If the boomer-oriented “new spirit of capitalism” that arose in the late 1960s—and which matured into adulthood during the neoliberal 1980s and ’90s—had once been vigorous and vibrant, it had by now come to seem old, exclusive, and out of touch. Claims to corporate and institutional legitimacy voiced in its specific languages of justification now appeared suspect, if not actively offensive. If markets offered everyone “equality of opportunity,” why were so many so obviously excluded from them? If status and leadership within firms and institutions were decided solely by “merit” and “excellent performance,” why were these positions disproportionately occupied by old white men? If firms were failing to properly “account” for their manifestly obvious racial and gender disparities in hiring and senior leadership positions, how could they truly claim to be “accountable” to their stakeholders?

Faced with these new lines of questioning, the old watchwords of neoliberal audit culture—“discipline,” “efficiency,” “effectiveness,” and “value for money”—were quickly coming to seem outmoded. These terms reflected how management had operated in an earlier professional discourse culture, where claiming to occupy a neutral or objective position was an important part of justifying decision-making.27 In this new workplace culture of moral emergency and open emotionality, the old focus on “objective forms” was replaced with one that valorized the “subjective states” of both professional employees and their managers.28 The forms of moral critique issuing from Critical Social Justice culture accordingly now seemed more in keeping with the urgent moral spirits of the moment than the more self-consciously “objective” postures of previous managerial regimes.

- [TASK INSTRUCTIONS]
a) Reproduce verbatim the part of the excerpt on neoliberal managerial culture starting with "If the boomer-oriented" and going on through "to their stakeholders?".
b) In the excerpt on neoliberal managerial culture, which terms are named as the old watchwords of neoliberal audit culture?

- [RECORDED DATA]
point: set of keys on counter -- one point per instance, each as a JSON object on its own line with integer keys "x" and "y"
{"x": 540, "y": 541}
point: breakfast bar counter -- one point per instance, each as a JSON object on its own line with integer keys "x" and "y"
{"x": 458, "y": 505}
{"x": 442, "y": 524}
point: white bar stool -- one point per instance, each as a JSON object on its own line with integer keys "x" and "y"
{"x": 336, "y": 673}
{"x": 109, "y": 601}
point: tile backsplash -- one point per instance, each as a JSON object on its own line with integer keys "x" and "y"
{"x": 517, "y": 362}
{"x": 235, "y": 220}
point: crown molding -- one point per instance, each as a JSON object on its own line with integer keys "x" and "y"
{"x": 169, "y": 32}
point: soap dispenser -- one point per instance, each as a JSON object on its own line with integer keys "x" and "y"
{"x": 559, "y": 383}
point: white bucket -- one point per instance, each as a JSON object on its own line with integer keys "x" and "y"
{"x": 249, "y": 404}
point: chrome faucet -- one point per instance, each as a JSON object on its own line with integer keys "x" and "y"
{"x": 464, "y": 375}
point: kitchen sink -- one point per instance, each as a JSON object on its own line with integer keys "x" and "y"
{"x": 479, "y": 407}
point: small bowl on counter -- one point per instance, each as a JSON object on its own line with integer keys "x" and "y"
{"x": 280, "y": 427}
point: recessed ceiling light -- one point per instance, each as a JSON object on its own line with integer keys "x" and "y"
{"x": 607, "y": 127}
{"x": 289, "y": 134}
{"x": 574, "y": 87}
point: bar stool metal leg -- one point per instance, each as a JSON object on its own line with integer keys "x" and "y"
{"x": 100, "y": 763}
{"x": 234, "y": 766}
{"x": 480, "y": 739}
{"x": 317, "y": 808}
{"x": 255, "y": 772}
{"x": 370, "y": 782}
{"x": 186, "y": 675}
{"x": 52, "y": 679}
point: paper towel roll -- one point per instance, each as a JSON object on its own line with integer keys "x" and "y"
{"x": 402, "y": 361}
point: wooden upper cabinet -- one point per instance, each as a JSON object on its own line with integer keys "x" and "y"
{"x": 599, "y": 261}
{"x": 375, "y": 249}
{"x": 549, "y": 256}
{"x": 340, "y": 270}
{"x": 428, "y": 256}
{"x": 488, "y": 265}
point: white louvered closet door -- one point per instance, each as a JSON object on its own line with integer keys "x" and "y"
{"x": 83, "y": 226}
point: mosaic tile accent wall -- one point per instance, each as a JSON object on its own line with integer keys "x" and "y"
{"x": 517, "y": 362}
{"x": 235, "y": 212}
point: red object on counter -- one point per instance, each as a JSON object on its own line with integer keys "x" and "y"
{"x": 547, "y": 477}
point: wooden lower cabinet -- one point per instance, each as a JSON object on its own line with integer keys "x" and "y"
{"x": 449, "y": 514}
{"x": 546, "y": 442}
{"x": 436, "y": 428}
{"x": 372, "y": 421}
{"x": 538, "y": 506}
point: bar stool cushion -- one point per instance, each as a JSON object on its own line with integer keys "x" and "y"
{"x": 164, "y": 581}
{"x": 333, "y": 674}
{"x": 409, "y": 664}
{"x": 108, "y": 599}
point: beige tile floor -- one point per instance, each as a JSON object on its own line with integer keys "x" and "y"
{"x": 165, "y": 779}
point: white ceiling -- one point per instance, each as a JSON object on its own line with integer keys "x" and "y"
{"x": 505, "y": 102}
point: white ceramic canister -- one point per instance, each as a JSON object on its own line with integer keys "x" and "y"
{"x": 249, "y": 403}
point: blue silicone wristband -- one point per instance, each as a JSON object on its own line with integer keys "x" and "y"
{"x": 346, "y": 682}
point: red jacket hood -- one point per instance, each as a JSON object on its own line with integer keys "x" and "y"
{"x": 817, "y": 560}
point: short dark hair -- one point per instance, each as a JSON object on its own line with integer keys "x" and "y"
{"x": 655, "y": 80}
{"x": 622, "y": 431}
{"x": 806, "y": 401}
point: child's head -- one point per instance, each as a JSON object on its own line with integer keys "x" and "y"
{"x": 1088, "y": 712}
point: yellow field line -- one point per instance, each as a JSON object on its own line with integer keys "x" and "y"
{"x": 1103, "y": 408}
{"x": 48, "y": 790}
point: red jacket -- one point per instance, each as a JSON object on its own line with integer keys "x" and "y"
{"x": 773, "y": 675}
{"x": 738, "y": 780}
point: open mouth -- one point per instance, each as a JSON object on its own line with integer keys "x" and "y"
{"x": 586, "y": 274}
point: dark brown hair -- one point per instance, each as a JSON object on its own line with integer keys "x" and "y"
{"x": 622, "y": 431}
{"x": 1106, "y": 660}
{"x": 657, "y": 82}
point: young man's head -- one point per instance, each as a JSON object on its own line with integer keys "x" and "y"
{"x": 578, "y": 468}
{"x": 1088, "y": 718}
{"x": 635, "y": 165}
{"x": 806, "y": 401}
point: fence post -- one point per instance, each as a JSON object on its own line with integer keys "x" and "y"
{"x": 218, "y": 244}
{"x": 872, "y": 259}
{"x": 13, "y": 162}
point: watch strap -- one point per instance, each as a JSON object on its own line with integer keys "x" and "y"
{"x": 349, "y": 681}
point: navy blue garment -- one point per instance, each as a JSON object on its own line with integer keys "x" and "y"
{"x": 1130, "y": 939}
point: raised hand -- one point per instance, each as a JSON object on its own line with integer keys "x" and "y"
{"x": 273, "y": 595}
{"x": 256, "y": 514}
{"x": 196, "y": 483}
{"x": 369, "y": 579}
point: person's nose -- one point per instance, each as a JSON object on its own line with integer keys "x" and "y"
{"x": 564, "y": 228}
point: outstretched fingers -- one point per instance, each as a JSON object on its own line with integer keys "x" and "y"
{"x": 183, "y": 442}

- [ANSWERS FOR EACH ITEM]
a)
If the boomer-oriented “new spirit of capitalism” that arose in the late 1960s—and which matured into adulthood during the neoliberal 1980s and ’90s—had once been vigorous and vibrant, it had by now come to seem old, exclusive, and out of touch. Claims to corporate and institutional legitimacy voiced in its specific languages of justification now appeared suspect, if not actively offensive. If markets offered everyone “equality of opportunity,” why were so many so obviously excluded from them? If status and leadership within firms and institutions were decided solely by “merit” and “excellent performance,” why were these positions disproportionately occupied by old white men? If firms were failing to properly “account” for their manifestly obvious racial and gender disparities in hiring and senior leadership positions, how could they truly claim to be “accountable” to their stakeholders?

b) Discipline, efficiency, effectiveness, and value for money.